> _Task requirements_: Every line from the line containing "Query: boy in traditional costume" through the final line below is to be repeated exactly; no other line is.

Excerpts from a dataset
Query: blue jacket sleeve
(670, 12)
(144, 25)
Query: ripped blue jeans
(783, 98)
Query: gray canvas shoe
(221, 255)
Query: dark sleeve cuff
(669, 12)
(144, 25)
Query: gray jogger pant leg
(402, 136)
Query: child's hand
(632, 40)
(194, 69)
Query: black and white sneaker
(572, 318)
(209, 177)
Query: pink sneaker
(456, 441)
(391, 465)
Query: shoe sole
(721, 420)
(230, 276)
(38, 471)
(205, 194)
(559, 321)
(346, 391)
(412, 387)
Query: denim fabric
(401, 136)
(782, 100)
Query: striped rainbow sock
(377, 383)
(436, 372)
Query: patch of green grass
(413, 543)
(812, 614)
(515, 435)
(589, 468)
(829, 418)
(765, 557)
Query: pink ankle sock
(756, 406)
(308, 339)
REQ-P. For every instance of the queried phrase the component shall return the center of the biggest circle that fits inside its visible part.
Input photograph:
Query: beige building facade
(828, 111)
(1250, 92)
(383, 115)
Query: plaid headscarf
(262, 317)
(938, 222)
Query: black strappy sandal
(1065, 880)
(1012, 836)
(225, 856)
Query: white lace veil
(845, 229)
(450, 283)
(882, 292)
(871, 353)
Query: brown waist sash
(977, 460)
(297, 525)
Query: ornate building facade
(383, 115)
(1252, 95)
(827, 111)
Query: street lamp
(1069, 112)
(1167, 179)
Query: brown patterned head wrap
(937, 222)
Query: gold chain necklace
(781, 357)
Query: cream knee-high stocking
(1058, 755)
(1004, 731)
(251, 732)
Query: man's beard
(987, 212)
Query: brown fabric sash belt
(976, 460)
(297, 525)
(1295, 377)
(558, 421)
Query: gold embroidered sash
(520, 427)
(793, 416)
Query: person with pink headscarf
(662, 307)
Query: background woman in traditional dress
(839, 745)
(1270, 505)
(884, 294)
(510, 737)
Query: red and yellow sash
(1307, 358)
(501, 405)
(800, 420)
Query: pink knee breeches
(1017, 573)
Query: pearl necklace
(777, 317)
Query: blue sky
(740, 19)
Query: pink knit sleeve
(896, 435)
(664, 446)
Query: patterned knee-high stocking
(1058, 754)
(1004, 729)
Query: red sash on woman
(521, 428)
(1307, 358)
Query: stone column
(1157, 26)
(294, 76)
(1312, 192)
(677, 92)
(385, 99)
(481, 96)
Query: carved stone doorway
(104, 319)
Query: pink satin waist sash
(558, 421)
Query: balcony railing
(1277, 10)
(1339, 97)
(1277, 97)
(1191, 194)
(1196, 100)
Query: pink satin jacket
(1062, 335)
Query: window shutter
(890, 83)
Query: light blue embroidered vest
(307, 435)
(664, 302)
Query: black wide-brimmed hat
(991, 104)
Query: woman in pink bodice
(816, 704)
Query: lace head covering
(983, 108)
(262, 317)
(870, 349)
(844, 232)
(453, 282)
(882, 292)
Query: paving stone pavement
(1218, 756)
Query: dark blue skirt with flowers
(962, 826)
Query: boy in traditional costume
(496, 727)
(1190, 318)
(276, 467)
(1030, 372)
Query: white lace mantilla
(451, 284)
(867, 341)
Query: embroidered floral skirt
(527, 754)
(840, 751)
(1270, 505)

> _Expected answer_:
Query: boy in traditional costume
(496, 727)
(1190, 318)
(276, 467)
(1030, 372)
Query: white lace mantilla
(451, 284)
(867, 341)
Query: embroidered floral skirt
(527, 754)
(840, 751)
(1270, 505)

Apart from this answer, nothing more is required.